====== Information supplied

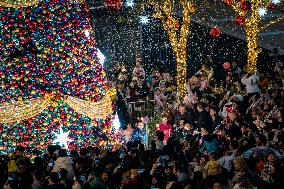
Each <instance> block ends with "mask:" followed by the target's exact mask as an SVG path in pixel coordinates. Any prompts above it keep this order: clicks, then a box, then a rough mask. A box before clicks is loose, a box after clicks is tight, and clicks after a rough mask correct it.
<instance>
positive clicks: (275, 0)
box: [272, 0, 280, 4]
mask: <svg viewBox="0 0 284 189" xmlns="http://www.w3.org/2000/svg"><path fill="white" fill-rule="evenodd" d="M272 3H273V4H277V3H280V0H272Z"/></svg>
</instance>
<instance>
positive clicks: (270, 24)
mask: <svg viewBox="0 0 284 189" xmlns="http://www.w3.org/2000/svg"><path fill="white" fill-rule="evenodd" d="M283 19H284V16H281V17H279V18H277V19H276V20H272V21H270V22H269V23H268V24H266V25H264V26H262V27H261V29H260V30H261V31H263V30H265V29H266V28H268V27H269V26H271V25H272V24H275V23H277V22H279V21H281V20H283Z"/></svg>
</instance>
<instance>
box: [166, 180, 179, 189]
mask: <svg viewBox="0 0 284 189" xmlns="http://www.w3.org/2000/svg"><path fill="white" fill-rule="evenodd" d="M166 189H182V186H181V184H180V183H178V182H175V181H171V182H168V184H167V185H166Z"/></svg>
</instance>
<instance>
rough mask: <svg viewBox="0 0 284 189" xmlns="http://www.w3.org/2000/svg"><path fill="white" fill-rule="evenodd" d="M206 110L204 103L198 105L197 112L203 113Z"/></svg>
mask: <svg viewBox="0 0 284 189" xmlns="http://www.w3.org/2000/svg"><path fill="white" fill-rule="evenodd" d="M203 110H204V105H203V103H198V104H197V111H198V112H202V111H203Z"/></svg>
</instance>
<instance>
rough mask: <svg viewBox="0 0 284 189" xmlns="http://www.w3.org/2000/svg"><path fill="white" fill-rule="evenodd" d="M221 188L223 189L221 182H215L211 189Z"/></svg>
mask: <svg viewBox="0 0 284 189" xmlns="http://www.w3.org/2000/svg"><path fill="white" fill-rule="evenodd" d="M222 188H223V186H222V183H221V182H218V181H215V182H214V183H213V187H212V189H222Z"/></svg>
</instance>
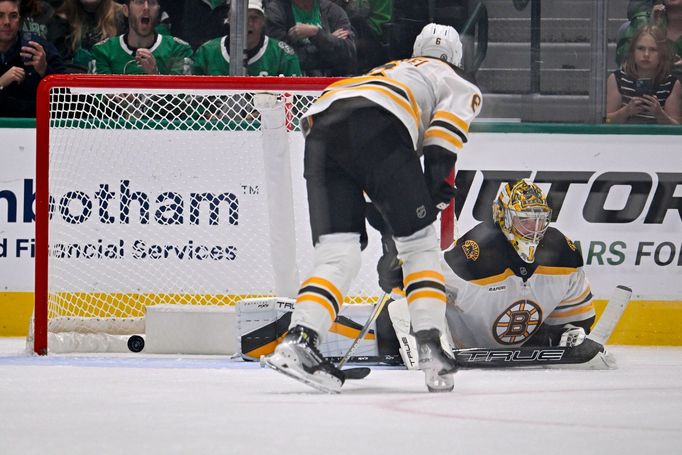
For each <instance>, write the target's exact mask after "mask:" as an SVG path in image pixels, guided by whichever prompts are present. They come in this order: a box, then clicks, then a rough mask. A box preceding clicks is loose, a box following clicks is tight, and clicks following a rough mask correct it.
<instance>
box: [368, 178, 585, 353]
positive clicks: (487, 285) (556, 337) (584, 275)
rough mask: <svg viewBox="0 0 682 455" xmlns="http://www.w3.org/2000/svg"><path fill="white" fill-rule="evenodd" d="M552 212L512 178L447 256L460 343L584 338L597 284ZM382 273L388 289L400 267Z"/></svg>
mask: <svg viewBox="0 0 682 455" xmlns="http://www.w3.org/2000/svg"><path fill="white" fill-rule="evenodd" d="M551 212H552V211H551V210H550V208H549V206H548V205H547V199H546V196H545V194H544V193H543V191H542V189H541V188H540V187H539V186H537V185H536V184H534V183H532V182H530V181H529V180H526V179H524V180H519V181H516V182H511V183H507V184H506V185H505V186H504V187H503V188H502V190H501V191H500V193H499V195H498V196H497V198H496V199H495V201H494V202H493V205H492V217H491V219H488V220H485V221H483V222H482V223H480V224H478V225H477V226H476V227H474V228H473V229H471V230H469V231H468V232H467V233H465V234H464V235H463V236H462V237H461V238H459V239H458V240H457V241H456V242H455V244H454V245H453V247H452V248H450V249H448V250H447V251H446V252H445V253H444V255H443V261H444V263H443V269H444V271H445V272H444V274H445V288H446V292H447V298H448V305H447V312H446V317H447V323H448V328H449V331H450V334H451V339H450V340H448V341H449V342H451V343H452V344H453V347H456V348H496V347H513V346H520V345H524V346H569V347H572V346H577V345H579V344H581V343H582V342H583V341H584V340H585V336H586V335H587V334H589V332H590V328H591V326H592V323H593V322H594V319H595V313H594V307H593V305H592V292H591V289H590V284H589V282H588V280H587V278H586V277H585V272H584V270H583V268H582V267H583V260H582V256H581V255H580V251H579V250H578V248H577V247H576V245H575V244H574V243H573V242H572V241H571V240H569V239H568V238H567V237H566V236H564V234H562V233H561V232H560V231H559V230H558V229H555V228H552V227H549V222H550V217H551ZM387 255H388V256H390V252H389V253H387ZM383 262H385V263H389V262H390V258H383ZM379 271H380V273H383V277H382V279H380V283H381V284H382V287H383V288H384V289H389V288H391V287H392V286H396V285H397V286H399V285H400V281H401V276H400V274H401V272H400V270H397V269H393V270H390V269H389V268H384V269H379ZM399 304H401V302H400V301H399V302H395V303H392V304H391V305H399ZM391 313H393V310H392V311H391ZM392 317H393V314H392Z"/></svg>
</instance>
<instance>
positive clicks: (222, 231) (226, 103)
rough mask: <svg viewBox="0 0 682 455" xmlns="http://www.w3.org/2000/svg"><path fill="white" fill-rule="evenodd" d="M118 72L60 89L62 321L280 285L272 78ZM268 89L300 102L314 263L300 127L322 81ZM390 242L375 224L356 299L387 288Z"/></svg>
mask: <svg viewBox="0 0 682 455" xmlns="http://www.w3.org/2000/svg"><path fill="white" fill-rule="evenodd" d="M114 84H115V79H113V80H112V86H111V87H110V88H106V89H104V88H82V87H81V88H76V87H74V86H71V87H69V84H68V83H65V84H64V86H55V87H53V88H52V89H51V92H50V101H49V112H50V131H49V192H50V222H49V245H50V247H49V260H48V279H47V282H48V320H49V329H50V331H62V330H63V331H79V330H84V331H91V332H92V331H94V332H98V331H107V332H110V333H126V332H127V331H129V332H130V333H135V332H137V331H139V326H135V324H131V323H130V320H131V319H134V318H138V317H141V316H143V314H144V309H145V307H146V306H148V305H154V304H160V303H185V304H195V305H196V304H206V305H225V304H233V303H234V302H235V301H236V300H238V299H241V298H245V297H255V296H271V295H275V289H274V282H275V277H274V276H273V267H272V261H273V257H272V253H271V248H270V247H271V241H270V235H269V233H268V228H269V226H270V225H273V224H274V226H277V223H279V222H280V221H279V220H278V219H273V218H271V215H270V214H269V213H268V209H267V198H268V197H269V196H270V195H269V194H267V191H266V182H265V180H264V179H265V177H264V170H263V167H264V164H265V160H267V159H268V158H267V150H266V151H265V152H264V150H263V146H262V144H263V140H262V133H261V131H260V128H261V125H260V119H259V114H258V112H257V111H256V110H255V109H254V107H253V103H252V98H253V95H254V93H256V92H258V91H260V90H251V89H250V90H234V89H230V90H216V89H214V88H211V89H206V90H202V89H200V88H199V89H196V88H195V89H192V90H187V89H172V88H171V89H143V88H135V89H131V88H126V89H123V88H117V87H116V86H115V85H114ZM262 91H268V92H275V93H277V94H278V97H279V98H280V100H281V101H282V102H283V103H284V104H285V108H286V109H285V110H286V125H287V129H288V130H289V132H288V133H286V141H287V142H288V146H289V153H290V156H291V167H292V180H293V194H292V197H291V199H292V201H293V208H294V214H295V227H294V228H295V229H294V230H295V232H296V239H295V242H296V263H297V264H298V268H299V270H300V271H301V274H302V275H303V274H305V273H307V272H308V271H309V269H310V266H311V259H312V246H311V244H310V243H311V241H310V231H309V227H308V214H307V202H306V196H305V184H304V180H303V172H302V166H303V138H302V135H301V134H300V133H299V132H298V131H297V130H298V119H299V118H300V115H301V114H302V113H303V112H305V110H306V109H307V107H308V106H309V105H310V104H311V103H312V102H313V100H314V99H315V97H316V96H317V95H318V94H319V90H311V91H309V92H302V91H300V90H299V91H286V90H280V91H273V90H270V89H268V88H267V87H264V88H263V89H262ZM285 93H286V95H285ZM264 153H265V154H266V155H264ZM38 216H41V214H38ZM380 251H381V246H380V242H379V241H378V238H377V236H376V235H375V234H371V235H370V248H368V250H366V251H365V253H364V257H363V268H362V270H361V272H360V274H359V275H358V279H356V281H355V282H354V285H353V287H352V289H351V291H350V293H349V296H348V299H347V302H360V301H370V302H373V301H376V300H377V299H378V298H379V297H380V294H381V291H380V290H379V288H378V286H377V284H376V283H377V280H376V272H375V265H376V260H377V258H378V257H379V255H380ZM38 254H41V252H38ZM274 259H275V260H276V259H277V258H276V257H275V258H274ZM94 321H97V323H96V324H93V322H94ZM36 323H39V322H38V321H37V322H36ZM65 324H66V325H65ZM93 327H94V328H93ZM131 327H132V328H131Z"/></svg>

============

The problem: Emit the lines of the material exactly, from its first line to the line containing "positive clicks: (275, 0)", inclusive; leave every picture out.

Result:
Each <instance> block ends with "mask:" followed by the target's exact mask as an SVG path in pixel coordinates. Any prompts above it keep this order: clicks, then a box, then a rough mask. A box before clicks is loose, a box after clicks is tight, and clicks after a rough mask correct it.
<instance>
positive clicks: (275, 0)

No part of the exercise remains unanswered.